— Given information —
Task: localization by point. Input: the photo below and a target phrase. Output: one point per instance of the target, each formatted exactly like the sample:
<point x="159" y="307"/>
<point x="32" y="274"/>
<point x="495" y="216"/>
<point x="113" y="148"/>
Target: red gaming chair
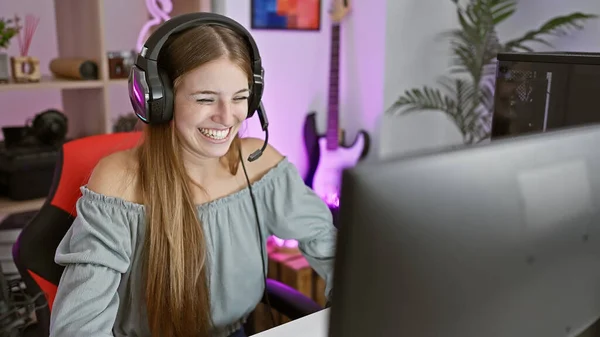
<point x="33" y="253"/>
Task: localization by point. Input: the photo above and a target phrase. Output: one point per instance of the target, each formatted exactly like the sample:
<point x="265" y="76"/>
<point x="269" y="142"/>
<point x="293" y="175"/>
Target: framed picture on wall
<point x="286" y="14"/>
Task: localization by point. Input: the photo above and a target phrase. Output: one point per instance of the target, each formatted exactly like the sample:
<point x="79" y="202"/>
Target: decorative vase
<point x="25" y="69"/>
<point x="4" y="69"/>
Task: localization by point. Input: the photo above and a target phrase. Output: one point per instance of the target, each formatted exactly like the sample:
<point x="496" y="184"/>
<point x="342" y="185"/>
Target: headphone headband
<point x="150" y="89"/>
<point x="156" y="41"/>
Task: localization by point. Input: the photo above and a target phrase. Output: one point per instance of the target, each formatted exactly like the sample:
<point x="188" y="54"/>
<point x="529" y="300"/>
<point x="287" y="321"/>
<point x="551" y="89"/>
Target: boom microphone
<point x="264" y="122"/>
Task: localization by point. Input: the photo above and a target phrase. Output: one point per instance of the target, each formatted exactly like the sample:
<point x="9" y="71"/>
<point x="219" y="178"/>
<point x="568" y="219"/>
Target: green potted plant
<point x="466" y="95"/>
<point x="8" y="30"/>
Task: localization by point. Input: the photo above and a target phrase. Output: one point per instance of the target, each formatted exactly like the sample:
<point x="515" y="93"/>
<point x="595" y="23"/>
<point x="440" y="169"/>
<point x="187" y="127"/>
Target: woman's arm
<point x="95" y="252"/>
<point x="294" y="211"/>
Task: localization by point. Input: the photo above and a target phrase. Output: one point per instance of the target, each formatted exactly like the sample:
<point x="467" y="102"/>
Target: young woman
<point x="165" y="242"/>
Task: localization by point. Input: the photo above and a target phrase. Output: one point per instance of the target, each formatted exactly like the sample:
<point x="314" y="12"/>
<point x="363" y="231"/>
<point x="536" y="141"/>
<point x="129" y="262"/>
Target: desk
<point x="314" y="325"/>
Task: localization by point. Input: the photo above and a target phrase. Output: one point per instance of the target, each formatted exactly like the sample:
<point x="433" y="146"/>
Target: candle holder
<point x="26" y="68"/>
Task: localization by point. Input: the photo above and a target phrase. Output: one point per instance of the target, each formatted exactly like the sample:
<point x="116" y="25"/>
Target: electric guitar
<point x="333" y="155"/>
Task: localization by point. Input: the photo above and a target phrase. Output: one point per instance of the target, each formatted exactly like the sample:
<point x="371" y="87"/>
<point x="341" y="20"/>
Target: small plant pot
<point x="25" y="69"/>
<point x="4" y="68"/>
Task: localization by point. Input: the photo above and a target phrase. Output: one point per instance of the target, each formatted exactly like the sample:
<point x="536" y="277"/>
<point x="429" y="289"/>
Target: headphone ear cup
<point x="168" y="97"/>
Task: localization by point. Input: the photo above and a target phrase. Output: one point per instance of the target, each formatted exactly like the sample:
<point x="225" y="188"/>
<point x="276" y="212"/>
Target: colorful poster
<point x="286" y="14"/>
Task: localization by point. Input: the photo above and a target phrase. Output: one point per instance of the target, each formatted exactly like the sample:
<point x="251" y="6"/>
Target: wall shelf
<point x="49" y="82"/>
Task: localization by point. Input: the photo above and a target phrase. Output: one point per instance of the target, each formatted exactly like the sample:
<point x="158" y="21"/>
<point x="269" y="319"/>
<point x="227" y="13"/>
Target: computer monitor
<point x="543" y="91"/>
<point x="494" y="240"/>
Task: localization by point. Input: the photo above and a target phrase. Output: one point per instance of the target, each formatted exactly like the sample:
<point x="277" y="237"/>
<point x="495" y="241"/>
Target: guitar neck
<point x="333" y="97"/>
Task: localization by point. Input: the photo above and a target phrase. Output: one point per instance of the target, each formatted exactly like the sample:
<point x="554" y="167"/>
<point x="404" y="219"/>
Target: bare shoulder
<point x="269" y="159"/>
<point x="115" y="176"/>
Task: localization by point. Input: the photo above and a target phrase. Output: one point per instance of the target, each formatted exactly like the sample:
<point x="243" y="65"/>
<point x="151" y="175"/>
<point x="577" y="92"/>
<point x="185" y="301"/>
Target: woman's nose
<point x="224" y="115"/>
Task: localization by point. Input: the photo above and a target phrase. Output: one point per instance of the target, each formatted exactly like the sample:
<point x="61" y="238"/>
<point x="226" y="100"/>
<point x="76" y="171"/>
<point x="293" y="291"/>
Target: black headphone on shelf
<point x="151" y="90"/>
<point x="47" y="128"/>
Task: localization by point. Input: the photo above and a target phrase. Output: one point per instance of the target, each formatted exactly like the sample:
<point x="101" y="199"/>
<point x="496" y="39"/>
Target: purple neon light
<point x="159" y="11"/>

— Your instructions —
Output every entry above exactly, minus the pictures.

— Solution for this problem —
Task: localization by point. Input: the photo below and a target phrase. Output: one point per instance of the target, each formatted exactly like the sample:
<point x="159" y="307"/>
<point x="32" y="274"/>
<point x="495" y="216"/>
<point x="113" y="148"/>
Target: red gaming chair
<point x="33" y="253"/>
Task: localization by point. Input: the photo above and a target phrase. Output: one point per instance of the target, each formatted exactly like the sample:
<point x="265" y="76"/>
<point x="269" y="142"/>
<point x="293" y="175"/>
Target: framed picture on wall
<point x="286" y="14"/>
Task: localization by point. Input: the photo above and a target phrase. Output: one point per instance of the target, each formatted exactly like the sample:
<point x="79" y="202"/>
Target: decorative vase
<point x="25" y="69"/>
<point x="4" y="69"/>
Task: localization by point. Input: the photo above and a target phrase. Output: one point per instance of the target, each formatted exactly like the sample:
<point x="496" y="184"/>
<point x="342" y="185"/>
Target: headphone headband
<point x="150" y="89"/>
<point x="156" y="41"/>
Task: localization by point. Input: the photo above and a target phrase. Output: one point per instance of the target, each formatted exactly like the sample:
<point x="188" y="54"/>
<point x="529" y="300"/>
<point x="287" y="321"/>
<point x="551" y="89"/>
Target: boom microphone
<point x="264" y="122"/>
Task: localization by point. Input: the photo above and a target phrase. Output: one point per instance of the target, each formatted exactly like the sample:
<point x="9" y="71"/>
<point x="219" y="178"/>
<point x="568" y="219"/>
Target: green potted plant
<point x="466" y="95"/>
<point x="8" y="30"/>
Task: localization by point. Input: the photo above and a target phrase. Output: one point per instance of the target, each formatted exactly like the sample:
<point x="515" y="93"/>
<point x="595" y="23"/>
<point x="440" y="169"/>
<point x="187" y="127"/>
Target: woman's arm
<point x="95" y="252"/>
<point x="294" y="211"/>
Task: localization by point. Input: the photo above and a target phrase. Output: one point per instance of the target, each formatted exactly like the sample:
<point x="467" y="102"/>
Target: young woman
<point x="165" y="242"/>
Task: localization by point. Input: the photo above and a target phrase. Output: one point per instance of the target, each formatted exactly like the sample:
<point x="314" y="12"/>
<point x="363" y="231"/>
<point x="536" y="141"/>
<point x="129" y="262"/>
Target: desk
<point x="314" y="325"/>
Task: localization by point. Input: the photo above and a target phrase. Output: one point per instance of the target, each formatted exactly like the sample:
<point x="433" y="146"/>
Target: candle holder
<point x="26" y="68"/>
Task: localization by point. Input: the photo above and a target phrase. Output: one point per instance of the target, each formatted exactly like the sample:
<point x="116" y="25"/>
Target: electric guitar
<point x="333" y="155"/>
Task: localization by point. Input: the photo above and a target phrase. Output: one point per instance of the target, each formatted exactly like the sample:
<point x="371" y="87"/>
<point x="341" y="20"/>
Target: small plant pot
<point x="25" y="69"/>
<point x="4" y="68"/>
Task: localization by point. Input: the photo above and a target phrase. Output: one point per instance of the target, each formatted exactly like the sample:
<point x="536" y="277"/>
<point x="429" y="289"/>
Target: headphone ear cup
<point x="168" y="97"/>
Task: localization by point. Input: the photo above and a target phrase. Output: one point per instance of the target, each formatted exactly like the sample:
<point x="225" y="188"/>
<point x="276" y="212"/>
Target: colorful poster
<point x="286" y="14"/>
Task: localization by point. Input: the photo above and a target phrase. Output: one point per instance of the target, each formatted exactly like the sample:
<point x="251" y="6"/>
Target: wall shelf
<point x="49" y="82"/>
Task: localization by point. Input: the photo above and a target phrase. Output: one point per instance of the target, each formatted exactly like the sample:
<point x="158" y="21"/>
<point x="269" y="319"/>
<point x="227" y="13"/>
Target: computer monitor
<point x="543" y="91"/>
<point x="494" y="240"/>
Task: localization by point. Input: the photo above and a target phrase. Output: one point per instance of the target, each formatted exactly like the sample:
<point x="277" y="237"/>
<point x="495" y="241"/>
Target: guitar neck
<point x="333" y="97"/>
Task: localization by point. Input: the photo above and a target phrase. Output: one point per instance of the target, each formatted exactly like the sample:
<point x="554" y="167"/>
<point x="404" y="219"/>
Target: bare shoulder
<point x="269" y="159"/>
<point x="115" y="176"/>
Task: localization by point. Input: the photo above and a target phrase. Output: one point per instance of the target, each formatted exactly like the sample:
<point x="243" y="65"/>
<point x="151" y="175"/>
<point x="577" y="92"/>
<point x="185" y="301"/>
Target: woman's nose
<point x="224" y="115"/>
Task: localization by point. Input: the photo above and a target phrase. Output: one point per instance of the target, each formatted exactly like the sample:
<point x="61" y="238"/>
<point x="226" y="100"/>
<point x="76" y="171"/>
<point x="293" y="291"/>
Target: black headphone on shelf
<point x="151" y="90"/>
<point x="47" y="128"/>
Task: localization by point. Input: the photo above and a target phrase. Output: one point per instance of the target, each formatted exactly like the sample:
<point x="101" y="199"/>
<point x="496" y="39"/>
Target: purple neon light
<point x="159" y="11"/>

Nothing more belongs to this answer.